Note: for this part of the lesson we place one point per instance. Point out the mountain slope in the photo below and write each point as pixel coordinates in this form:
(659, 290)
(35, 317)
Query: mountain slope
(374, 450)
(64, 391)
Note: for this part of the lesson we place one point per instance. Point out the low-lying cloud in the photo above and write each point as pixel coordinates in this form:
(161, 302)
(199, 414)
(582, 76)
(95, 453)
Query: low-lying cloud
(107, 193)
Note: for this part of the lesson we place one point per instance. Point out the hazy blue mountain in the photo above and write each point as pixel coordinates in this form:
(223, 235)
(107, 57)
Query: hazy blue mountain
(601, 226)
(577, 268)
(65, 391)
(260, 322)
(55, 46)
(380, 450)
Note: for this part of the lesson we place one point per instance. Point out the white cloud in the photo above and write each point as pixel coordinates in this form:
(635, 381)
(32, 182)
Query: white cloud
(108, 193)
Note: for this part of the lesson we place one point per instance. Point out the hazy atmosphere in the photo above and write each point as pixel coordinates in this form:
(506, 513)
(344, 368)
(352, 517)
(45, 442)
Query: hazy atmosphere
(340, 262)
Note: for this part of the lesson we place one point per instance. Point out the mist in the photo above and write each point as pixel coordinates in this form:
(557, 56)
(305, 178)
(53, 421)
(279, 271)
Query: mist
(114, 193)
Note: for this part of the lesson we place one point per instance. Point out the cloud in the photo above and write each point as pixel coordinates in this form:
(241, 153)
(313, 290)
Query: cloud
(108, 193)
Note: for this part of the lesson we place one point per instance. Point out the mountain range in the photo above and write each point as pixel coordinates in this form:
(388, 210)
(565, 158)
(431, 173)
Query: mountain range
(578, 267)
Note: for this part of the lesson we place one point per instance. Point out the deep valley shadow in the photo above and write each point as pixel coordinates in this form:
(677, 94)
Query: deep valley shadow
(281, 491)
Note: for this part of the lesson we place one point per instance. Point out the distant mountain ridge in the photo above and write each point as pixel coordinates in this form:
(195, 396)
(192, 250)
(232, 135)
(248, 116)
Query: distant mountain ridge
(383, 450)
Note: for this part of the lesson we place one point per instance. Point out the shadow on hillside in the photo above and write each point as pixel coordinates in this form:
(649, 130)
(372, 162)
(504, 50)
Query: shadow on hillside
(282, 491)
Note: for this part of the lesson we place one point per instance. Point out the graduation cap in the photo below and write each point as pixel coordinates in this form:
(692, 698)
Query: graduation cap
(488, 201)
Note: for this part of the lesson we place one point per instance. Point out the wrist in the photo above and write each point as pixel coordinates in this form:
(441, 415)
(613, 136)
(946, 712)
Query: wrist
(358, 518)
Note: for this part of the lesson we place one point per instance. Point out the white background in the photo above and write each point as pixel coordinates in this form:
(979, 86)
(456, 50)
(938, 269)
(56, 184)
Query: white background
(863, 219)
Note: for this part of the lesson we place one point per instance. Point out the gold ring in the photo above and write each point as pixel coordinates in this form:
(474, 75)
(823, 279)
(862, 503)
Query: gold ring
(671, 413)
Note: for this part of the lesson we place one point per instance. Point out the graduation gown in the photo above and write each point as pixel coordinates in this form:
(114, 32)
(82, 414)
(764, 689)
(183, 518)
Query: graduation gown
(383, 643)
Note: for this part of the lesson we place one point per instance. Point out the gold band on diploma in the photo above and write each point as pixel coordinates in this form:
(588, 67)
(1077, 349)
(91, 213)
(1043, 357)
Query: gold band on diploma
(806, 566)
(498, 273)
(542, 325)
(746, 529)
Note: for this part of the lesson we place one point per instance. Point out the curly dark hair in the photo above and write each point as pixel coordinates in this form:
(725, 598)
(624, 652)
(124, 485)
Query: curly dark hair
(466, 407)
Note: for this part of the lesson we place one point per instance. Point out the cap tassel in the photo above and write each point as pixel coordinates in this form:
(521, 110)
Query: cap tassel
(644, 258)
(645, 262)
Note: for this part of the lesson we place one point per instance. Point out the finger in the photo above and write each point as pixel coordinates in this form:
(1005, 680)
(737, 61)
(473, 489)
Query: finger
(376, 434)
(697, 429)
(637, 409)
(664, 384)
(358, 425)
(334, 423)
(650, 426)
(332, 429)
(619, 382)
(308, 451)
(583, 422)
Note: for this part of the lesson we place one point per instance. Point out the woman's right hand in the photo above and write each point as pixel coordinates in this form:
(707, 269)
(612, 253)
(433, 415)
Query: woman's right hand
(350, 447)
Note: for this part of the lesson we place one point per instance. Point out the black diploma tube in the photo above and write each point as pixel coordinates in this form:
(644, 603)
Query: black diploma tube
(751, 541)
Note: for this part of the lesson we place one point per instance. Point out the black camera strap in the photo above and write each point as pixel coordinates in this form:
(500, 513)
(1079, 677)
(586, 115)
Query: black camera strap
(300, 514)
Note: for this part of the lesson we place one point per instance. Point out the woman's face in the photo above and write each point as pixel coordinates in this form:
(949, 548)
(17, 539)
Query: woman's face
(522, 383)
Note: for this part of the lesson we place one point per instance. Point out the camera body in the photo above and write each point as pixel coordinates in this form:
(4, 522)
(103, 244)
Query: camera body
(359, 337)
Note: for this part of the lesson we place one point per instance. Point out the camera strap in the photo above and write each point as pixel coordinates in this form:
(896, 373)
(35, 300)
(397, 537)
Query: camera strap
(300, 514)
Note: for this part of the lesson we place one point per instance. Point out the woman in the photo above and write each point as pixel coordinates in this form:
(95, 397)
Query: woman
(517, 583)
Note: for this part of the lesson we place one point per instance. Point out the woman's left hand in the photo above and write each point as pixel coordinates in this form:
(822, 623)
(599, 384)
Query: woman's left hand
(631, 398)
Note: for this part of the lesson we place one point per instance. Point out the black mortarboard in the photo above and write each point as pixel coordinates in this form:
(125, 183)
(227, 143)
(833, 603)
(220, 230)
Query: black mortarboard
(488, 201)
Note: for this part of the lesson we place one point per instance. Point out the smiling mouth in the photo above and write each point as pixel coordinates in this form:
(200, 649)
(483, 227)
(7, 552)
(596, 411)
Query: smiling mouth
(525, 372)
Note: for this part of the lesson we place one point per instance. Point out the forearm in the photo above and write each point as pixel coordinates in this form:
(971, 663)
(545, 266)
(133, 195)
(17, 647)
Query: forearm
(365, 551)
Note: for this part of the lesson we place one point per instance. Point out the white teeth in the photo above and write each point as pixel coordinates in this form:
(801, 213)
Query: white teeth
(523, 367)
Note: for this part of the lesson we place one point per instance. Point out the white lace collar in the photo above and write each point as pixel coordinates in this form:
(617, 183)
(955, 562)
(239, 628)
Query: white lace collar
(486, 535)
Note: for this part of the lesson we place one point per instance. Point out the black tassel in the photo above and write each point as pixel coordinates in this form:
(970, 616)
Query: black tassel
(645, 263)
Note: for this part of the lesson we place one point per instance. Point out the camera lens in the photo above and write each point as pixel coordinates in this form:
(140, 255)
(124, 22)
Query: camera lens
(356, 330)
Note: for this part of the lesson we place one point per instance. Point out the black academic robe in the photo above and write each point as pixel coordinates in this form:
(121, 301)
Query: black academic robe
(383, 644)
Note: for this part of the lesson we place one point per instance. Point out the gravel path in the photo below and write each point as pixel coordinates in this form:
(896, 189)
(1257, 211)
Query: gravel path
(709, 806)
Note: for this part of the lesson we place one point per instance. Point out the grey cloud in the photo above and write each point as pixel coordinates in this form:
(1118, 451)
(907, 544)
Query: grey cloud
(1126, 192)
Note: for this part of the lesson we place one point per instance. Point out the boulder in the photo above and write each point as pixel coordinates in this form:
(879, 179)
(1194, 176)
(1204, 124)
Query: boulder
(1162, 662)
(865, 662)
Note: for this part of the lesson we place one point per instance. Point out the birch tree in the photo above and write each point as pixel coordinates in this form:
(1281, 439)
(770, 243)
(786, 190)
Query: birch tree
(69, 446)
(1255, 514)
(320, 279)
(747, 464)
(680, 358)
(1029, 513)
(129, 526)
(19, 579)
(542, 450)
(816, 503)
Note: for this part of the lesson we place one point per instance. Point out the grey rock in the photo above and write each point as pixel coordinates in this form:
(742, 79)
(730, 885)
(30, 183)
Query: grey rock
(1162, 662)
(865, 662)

EXERCISE DIRECTIONS:
Looking at the entries above, count each line in which the word "below" occurs, then give the total and nothing further.

EXERCISE SOLUTION:
3